### DATA FOR THE TASK
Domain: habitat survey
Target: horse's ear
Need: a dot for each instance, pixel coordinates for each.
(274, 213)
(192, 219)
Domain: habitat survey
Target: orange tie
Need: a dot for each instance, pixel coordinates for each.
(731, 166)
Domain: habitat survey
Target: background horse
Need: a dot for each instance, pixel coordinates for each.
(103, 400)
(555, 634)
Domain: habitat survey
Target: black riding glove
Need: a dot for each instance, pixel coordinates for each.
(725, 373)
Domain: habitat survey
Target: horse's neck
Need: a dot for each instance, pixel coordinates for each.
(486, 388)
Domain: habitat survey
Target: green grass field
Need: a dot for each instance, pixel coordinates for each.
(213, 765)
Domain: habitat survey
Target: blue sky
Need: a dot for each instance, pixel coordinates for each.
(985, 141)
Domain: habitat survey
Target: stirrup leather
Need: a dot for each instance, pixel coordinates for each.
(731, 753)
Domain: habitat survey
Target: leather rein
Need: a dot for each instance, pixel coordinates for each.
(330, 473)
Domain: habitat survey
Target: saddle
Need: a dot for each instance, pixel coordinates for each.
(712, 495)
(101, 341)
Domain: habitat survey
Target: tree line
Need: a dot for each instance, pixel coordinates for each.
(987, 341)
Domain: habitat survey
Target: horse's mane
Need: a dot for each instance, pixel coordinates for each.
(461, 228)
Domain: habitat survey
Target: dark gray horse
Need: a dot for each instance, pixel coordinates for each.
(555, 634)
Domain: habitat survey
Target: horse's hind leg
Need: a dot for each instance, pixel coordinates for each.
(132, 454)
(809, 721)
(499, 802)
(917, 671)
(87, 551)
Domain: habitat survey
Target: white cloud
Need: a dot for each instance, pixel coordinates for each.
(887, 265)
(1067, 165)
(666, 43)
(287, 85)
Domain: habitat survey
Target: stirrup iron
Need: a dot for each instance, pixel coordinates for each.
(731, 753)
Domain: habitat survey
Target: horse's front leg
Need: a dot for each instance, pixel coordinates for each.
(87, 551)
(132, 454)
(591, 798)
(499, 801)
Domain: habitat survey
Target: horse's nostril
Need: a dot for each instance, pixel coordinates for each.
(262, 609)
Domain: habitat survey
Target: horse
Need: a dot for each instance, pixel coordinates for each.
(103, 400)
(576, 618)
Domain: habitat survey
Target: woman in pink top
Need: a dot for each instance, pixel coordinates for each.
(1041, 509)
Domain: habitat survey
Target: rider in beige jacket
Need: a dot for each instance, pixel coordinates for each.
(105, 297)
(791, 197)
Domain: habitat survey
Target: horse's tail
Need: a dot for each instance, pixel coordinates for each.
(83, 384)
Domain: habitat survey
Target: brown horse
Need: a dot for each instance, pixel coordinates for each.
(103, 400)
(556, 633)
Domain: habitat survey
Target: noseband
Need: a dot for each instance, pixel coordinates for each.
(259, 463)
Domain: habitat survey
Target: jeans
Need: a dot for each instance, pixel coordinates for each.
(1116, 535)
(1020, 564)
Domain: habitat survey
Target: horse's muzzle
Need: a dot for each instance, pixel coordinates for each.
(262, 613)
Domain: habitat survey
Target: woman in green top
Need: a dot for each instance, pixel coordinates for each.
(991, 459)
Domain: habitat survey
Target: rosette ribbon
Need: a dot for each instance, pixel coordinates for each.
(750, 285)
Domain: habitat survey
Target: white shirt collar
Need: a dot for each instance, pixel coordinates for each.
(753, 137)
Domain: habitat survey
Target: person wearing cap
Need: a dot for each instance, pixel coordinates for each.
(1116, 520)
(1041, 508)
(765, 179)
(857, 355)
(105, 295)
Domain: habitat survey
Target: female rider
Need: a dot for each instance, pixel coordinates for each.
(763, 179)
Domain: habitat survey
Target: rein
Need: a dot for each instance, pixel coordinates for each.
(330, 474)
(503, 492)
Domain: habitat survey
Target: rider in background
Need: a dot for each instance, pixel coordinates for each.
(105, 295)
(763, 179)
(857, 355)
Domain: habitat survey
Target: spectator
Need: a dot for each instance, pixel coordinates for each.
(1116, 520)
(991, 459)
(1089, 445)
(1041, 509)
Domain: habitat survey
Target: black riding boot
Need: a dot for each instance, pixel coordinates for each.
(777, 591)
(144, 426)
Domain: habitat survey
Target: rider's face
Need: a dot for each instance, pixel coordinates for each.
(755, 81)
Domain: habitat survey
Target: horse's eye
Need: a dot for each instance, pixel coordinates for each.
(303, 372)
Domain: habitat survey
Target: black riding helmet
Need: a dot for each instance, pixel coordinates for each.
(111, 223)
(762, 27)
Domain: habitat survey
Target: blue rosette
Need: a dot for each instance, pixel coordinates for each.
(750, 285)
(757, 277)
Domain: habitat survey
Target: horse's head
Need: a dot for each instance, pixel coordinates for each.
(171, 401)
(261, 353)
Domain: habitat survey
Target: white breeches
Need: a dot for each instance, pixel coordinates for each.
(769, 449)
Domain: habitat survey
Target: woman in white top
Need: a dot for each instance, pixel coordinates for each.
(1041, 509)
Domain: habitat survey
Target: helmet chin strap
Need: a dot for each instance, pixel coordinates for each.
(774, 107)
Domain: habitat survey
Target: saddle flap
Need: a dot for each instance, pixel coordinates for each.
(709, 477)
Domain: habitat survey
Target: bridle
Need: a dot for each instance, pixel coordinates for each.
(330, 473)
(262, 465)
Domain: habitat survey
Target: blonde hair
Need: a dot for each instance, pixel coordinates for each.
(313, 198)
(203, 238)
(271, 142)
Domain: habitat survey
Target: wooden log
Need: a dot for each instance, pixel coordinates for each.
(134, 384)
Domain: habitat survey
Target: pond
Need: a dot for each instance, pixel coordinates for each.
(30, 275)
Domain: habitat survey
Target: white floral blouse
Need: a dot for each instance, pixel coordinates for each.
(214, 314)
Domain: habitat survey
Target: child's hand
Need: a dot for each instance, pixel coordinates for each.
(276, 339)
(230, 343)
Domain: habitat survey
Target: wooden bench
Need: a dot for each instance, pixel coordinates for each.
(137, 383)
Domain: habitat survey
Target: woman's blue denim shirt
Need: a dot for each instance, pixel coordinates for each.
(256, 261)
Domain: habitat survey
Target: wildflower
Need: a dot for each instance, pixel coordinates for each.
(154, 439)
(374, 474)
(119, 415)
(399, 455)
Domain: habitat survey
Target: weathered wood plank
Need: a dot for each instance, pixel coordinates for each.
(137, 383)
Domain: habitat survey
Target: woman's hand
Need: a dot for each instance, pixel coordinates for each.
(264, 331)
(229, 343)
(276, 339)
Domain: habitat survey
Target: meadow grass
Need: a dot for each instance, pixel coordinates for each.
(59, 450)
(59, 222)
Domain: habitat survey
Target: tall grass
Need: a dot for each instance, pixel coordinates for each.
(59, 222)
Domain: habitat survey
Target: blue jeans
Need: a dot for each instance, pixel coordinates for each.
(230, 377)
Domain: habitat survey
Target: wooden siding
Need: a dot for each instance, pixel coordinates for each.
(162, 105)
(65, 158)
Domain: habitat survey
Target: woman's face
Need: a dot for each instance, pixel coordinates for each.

### ASSIGNED TASK
Print the whole listing once more, exactly as it stands.

### ANSWER BOX
Domain: habitat survey
Target: horse's ear
Need: a dot for each instance, pixel coordinates for each.
(274, 213)
(192, 219)
Domain: habitat survey
Target: orange tie
Need: a dot for each instance, pixel coordinates for each.
(731, 166)
Domain: habitat survey
Target: background horse
Need: a dot for each instance, pixel coordinates for each.
(103, 400)
(555, 634)
Domain: habitat survey
Target: black riding glove
Need: a dot for each instance, pixel coordinates for each.
(725, 373)
Domain: habitat survey
Target: horse's neck
Need: a dot for each instance, pixel coordinates for each.
(486, 388)
Domain: habitat survey
Target: green grass field
Need: a dot for each instance, pixel coordinates for each.
(213, 765)
Domain: habitat survey
Target: blue sky
Need: a dot for each instance, pixel coordinates for each.
(985, 141)
Domain: habitat survey
Target: stirrup leather
Need: a dot for each instance, pixel coordinates for each.
(731, 753)
Domain: habitat survey
Target: leather rein
Need: a dot for each instance, pixel coordinates for each.
(330, 473)
Domain: habitat survey
Target: saddle
Need: a dot for each instance, pixel coordinates for each.
(712, 495)
(101, 341)
Domain: habitat survey
Target: tree line
Need: a dot for each instance, pixel coordinates for each.
(987, 341)
Domain: habitat survey
Target: horse's mane
Need: a dot for each instance, pixel coordinates for each.
(461, 228)
Domain: habitat survey
Target: dark gray horse
Need: a dot for each instance, pixel coordinates for each.
(555, 634)
Domain: habitat survey
Target: horse's hind leg
Need: a dot for each instance, pixel coordinates for each.
(132, 454)
(809, 721)
(499, 802)
(917, 671)
(87, 551)
Domain: habitat survey
Target: white cloud
Need: a dot for each instance, pixel coordinates for each.
(887, 265)
(1067, 165)
(666, 43)
(287, 85)
Domain: habitat survey
Target: stirrup iron
Need: a dot for each instance, pixel coordinates for each.
(731, 753)
Domain: habitat survey
Target: horse's front leg
Need: a dot for each instance, pixel coordinates for each.
(87, 551)
(132, 454)
(591, 798)
(499, 801)
Domain: habitat survey
Target: horse's nostril
Need: a dot for each instance, pixel coordinates for each.
(262, 609)
Domain: habitat survey
Target: horse
Need: a dot for each instance, pixel coordinates for each.
(103, 400)
(576, 618)
Domain: habitat survey
Target: woman in pink top
Need: a dot for each instance, pixel coordinates for each.
(1041, 509)
Domain: habitat survey
Target: rider in beige jacket
Need: a dot for each instance, pixel coordinates for each.
(105, 297)
(791, 197)
Domain: habitat survey
Target: horse's tail
Need: a dot for each instance, pixel coordinates for each.
(83, 384)
Domain: habitat survey
Target: brown horse
Need: a dot for each instance, pixel coordinates for each.
(103, 400)
(556, 633)
Domain: habitat survey
Target: noseband
Need: a dot for each instance, pixel coordinates for each.
(259, 463)
Domain: habitat survey
Target: jeans
Need: a dot for each instance, pixel coordinates for each.
(1116, 535)
(1020, 564)
Domain: habitat survey
Target: horse's muzzle
Need: a dot for each instance, pixel coordinates for each.
(262, 613)
Domain: habitat survey
Target: woman in green top
Need: a dot for each instance, pixel coordinates for each.
(991, 459)
Domain: habitat survey
Target: rosette ribbon
Need: a dot for each instance, pixel coordinates for each.
(750, 285)
Domain: habitat survey
Target: white shirt collar
Need: a dot for each instance, pixel coordinates for each.
(753, 137)
Domain: habitat survey
Target: person wearing cap
Need: a dot for each instance, pixel coordinates for each.
(1116, 520)
(1041, 508)
(765, 179)
(857, 355)
(105, 295)
Domain: habitat survey
Target: female rider
Need: a dot for each instance, pixel coordinates for each.
(763, 179)
Domain: habitat survey
Target: rein
Need: a dot for each instance, pixel coordinates for each.
(330, 474)
(503, 492)
Domain: habitat survey
Target: rider in background
Need: a dot for each instance, pixel coordinates for each.
(105, 295)
(763, 179)
(857, 355)
Domain: habitat survey
Target: spectator
Need: a dot for each instance, pixel coordinates for each.
(1116, 520)
(991, 459)
(1089, 445)
(1041, 509)
Domain: habitat survey
Target: black riding boot
Need: a dot for each instance, pixel coordinates for each.
(777, 591)
(144, 426)
Domain: habitat survey
Target: rider's face
Need: a dot for each instance, pixel coordinates for each.
(755, 81)
Domain: habitat survey
Target: horse's eye
Need: a dot for each instance, pixel coordinates for each.
(303, 372)
Domain: habitat survey
Target: black riding helmet
Need: a dot for each instance, pixel coordinates for each.
(111, 223)
(762, 27)
Domain: habitat survey
Target: blue rosette
Need: a dot for each instance, pixel coordinates for each.
(750, 285)
(757, 277)
Domain: habitat survey
Target: horse's head
Need: a dot for each instance, pixel coordinates for each.
(171, 401)
(261, 353)
Domain: habitat survey
Target: white breeches
Need: a dot for each instance, pixel coordinates for each.
(769, 449)
Domain: habitat survey
Target: woman in white top
Need: a dot for each instance, pixel coordinates for each.
(1041, 509)
Domain: habitat survey
Target: helmet chin strap
Need: a dot for each instance, pixel coordinates for each.
(774, 107)
Domain: habitat survey
Target: saddle flap
Need: a dot for each instance, pixel coordinates for each.
(709, 477)
Domain: habitat survey
Target: bridle
Need: a dot for each instance, pixel coordinates for each.
(330, 473)
(262, 465)
Domain: habitat survey
Target: blonde hair
Need: a dot for each instance, pixel coordinates for each.
(313, 198)
(203, 238)
(271, 142)
Domain: habitat survey
Target: wooden log
Need: a dot for each instance, pixel coordinates for each.
(134, 384)
Domain: habitat survey
Target: pond
Need: a dot for each instance, pixel coordinates for each.
(30, 275)
Domain: habitat survey
Target: white floral blouse
Need: a dot for each instance, pixel coordinates for each.
(214, 314)
Domain: habitat survey
Target: child's hand
Need: a dot for each instance, pixel coordinates for each.
(276, 339)
(230, 343)
Domain: habitat survey
Target: wooden bench
Need: a dot for each instance, pixel coordinates for each.
(137, 383)
Domain: habitat survey
Target: woman's blue denim shirt
Need: a dot for each instance, pixel coordinates for each.
(256, 261)
Domain: habitat survey
Target: wildflower
Need: a dot for each instance, pixel coordinates for each.
(154, 439)
(374, 474)
(119, 415)
(399, 455)
Domain: habitat survey
Target: weathered wood plank
Need: a dot for each instance, pixel coordinates for each.
(137, 383)
Domain: habitat survey
Target: woman's hand
Need: a dot for each instance, pixel coordinates for each.
(264, 331)
(229, 343)
(276, 339)
Domain: habitat survey
Target: meadow grass
Need: a dot for each instance, pixel coordinates for each.
(59, 450)
(59, 222)
Domain: habitat survey
Target: tall grass
Need: a dot for each instance, pixel coordinates for each.
(59, 222)
Domain: habitat survey
Target: blue jeans
Need: a dot for each instance, pixel coordinates for each.
(230, 377)
Domain: habitat survey
Target: wooden siding
Need: a dot for each instance, pixel coordinates for each.
(162, 105)
(65, 158)
Domain: habitat survey
Target: woman's face
Need: a dot for each instance, pixel coordinates for each.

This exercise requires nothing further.